#### Seite ####

Backen mit mittelalterlichem Flair

Marco und Andreas Matuschak sind zwei Brüder, die sich richtig gut verstehen und vieles gemeinsam machen. So haben sie sich vor über 20 Jahren zusammen mit einer guten Freundin, einer Konditor- und Bäckereimeisterin, mit einer mobilen Veranstaltungsbäckerei selbständig gemacht. Mit ihrem „Pfaffenglück“ trifft man sie auf der Kieler Woche ebenso wie auf dem Hamburger Dom an.

© Veranstaltungsbäckerei Matuschak

© Veranstaltungsbäckerei Matuschak

Marco und Andreas verstehen sich nicht nur gut und hatten ähnliche Berufswünsche, sondern sie teilen auch das Faible für die mittelalterlichen Märkte. So war es naheliegend, dass sie sich zusammentaten und vor gut 20 Jahren mit einer Freundin, einer Bäcker- und Konditormeisterin, die erste mobile Bäckerei gründeten. 

Mit ihrer Vorliebe für mittelalterliche Handwerkskunst wurde der Bäckereiwagen natürlich selbst entworfen und nach eigenen Plänen auch selbst gebaut. Getreu dem Motto der Mittelaltermärkte und der entsprechenden Berufskleidung der Betreiber, hebt sich der Wagen vom Standard ab und fällt den Besuchern sofort ins Auge. Auch die in alter Handwerkskunst hergestellten (Hefe-)Teigwaren gehen auf Rezepte aus alten Zeiten zurück. Das heiß begehrte Pfaffenglück ist ein uraltes Rezept aus einem Kloster, andere Rezepte fanden die Brüder in alten Rezeptbüchern in Bibliotheken. Diese Backrezepte sind somit nicht in herkömmlichen Bäckereien erhältlich.

Inzwischen hat sich die mobile Veranstaltungsbäckerei zu einem Familienbetrieb entwickelt. Auch Andreas’ Frau, sowie Marcos große Söhne Henry (21) und Luis (19) sind mit viel Herzblut dabei. Außerdem arbeitet die Familie seit Jahren mit mehreren festen Minijobkräften zusammen, die je nach Ort der Veranstaltung aus Kiel, Lübeck oder Flensburg herbei geholt werden. Man kennt sich seit Jahren und kann sich aufeinander verlassen.

#### Bereitgestellte Daten ####

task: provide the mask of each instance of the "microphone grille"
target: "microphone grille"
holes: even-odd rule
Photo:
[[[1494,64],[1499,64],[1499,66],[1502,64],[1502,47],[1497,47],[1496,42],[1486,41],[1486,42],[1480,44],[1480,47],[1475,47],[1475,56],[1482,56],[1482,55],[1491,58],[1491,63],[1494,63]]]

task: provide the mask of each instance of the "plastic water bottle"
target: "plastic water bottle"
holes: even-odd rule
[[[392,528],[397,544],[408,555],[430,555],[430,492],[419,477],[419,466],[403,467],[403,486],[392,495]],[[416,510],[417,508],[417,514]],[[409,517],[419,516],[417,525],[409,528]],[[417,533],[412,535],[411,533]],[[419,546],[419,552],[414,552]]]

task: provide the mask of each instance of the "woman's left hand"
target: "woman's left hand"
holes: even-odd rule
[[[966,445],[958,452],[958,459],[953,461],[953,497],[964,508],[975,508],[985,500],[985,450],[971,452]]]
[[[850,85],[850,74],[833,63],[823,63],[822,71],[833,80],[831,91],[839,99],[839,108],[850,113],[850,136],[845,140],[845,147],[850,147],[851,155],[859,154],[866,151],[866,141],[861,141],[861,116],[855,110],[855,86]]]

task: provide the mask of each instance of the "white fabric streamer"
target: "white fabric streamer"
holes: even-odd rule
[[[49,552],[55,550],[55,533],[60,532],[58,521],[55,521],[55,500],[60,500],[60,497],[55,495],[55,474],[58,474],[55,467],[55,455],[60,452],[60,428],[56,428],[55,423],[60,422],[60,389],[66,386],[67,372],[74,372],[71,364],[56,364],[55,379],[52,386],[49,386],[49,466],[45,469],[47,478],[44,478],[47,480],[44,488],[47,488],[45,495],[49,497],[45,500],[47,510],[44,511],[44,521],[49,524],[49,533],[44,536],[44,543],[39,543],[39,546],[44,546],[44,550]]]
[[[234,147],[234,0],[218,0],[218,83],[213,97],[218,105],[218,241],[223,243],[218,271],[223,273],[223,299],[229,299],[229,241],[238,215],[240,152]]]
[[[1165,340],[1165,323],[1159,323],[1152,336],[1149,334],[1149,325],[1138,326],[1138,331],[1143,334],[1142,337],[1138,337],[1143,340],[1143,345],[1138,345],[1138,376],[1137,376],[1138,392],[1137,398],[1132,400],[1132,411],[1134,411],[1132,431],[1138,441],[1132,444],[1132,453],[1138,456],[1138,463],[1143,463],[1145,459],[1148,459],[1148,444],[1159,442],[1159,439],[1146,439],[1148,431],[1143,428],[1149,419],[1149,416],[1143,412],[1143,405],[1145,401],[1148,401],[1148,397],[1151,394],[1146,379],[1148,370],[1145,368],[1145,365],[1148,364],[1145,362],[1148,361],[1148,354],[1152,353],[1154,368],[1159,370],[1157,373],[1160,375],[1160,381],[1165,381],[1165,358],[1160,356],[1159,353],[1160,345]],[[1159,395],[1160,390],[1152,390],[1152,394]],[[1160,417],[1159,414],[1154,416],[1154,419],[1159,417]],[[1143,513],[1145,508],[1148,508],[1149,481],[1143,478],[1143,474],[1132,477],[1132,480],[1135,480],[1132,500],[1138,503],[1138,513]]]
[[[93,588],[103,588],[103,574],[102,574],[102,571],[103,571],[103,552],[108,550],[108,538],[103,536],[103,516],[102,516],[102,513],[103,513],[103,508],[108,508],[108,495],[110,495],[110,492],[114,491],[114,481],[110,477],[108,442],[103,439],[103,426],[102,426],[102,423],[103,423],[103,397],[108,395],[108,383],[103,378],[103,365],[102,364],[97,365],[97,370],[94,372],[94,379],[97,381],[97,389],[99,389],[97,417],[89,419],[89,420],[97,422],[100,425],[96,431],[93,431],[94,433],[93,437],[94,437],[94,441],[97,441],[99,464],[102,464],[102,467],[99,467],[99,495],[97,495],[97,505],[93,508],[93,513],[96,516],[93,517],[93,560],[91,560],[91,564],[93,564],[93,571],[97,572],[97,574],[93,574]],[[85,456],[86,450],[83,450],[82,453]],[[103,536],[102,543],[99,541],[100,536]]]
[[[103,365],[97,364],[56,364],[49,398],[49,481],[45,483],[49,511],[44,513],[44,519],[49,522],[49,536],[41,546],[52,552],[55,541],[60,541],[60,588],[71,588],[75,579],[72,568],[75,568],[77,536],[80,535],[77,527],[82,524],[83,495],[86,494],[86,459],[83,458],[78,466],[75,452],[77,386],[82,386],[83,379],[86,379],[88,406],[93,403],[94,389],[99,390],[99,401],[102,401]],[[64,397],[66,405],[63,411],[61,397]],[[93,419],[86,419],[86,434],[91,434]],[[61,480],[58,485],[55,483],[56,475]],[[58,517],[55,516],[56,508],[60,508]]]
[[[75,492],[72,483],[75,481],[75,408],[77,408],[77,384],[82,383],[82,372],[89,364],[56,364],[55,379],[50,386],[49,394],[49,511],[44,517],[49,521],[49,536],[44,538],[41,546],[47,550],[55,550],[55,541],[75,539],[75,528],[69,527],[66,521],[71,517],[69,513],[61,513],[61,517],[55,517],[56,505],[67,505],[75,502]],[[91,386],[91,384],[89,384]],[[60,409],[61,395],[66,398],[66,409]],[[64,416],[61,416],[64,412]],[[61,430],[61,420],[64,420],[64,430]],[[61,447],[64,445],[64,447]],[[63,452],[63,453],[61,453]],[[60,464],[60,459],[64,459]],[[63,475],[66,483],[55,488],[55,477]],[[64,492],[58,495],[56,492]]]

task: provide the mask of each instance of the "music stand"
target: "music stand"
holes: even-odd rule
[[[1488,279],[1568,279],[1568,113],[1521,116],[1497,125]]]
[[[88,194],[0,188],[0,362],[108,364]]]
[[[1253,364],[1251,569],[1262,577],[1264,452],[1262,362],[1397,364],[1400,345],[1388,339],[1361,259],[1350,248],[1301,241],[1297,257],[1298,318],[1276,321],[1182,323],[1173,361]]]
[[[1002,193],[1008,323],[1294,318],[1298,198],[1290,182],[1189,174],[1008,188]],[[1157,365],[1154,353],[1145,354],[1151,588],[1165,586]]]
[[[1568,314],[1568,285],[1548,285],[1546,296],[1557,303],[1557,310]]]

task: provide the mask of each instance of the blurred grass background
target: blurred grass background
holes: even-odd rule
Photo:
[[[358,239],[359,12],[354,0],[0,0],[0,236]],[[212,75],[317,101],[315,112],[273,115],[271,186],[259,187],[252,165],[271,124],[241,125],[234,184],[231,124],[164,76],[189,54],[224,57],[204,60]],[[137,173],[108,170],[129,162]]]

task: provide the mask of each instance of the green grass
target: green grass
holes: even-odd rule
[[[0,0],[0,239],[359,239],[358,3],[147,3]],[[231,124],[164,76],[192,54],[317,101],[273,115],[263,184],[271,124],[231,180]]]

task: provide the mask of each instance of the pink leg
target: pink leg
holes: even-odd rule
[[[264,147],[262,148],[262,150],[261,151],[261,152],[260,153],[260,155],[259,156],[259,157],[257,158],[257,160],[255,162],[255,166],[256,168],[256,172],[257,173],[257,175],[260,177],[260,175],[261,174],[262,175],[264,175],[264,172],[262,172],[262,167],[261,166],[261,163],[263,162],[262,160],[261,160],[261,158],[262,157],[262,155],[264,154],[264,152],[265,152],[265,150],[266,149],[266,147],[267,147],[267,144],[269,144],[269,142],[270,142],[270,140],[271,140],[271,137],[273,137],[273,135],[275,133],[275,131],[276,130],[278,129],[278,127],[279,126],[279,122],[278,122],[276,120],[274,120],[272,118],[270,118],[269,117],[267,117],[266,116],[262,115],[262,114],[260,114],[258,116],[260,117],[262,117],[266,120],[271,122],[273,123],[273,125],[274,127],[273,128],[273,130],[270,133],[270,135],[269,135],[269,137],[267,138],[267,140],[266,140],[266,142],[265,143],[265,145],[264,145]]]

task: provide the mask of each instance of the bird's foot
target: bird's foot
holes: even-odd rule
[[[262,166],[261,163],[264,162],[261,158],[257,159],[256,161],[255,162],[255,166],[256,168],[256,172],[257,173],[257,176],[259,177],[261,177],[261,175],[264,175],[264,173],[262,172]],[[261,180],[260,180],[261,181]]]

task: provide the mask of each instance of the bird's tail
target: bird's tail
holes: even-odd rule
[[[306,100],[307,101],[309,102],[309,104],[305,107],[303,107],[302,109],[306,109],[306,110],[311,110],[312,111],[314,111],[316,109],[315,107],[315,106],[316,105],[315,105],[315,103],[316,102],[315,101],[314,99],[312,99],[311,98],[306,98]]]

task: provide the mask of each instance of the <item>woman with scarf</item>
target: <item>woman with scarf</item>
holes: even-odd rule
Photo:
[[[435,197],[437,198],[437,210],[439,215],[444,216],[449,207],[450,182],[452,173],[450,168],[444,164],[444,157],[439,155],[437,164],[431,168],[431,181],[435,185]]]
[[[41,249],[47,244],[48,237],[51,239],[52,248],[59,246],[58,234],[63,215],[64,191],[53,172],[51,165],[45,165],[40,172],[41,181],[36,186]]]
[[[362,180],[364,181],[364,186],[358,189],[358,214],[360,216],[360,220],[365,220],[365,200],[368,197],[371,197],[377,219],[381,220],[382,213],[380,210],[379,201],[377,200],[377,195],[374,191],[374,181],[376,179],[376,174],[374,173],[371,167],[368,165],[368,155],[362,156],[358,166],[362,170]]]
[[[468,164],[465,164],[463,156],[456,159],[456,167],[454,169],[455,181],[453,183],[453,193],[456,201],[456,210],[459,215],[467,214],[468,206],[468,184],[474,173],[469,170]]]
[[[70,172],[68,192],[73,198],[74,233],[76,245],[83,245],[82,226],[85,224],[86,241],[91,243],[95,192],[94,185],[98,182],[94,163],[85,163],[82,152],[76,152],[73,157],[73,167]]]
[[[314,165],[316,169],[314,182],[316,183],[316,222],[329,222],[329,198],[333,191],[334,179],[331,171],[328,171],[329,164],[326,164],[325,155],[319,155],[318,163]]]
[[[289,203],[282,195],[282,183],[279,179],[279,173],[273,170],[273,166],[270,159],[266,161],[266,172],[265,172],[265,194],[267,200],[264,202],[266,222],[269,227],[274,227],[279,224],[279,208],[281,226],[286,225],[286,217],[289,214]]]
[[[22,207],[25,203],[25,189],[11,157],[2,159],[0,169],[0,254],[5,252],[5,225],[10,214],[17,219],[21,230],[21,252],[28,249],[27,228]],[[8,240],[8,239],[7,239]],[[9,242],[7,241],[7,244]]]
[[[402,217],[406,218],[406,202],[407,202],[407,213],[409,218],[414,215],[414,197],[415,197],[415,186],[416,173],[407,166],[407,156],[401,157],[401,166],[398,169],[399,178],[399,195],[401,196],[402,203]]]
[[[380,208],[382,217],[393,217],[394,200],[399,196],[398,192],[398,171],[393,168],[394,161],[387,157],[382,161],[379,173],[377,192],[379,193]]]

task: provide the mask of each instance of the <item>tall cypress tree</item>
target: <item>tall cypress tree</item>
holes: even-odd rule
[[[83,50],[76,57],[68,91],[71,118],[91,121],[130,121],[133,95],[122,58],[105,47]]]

####

— Arbeitsanweisungen —
**A)** Gib aus dem Text über die Veranstaltungsbäckerei alles von „Marco und Andreas verstehen“ bis hinunter zu „mobile Bäckerei gründeten.“ wortgetreu wieder.
**B)** Entscheide anhand des Textes über die Veranstaltungsbäckerei, ob die folgenden Aussagen stimmen, und antworte jeweils mit Ja oder Nein samt den ausschlaggebenden Worten des Textes als wörtlichem Zitat: (i) Der Bäckereiwagen wurde nach eigenen Plänen selbst gebaut. (ii) Das Rezept für das Pfaffenglück stammt aus einem alten Rezeptbuch in einer Bibliothek. (iii) Die Minijobkräfte werden aus Hamburg herbeigeholt.

— Lösungen nach Aufgaben —
**A)**
Marco und Andreas verstehen sich nicht nur gut und hatten ähnliche Berufswünsche, sondern sie teilen auch das Faible für die mittelalterlichen Märkte. So war es naheliegend, dass sie sich zusammentaten und vor gut 20 Jahren mit einer Freundin, einer Bäcker- und Konditormeisterin, die erste mobile Bäckerei gründeten.

**B)**
(i) Ja: „nach eigenen Plänen auch selbst gebaut“
(ii) Nein: „Das heiß begehrte Pfaffenglück ist ein uraltes Rezept aus einem Kloster“
(iii) Nein: „aus Kiel, Lübeck oder Flensburg herbei geholt werden“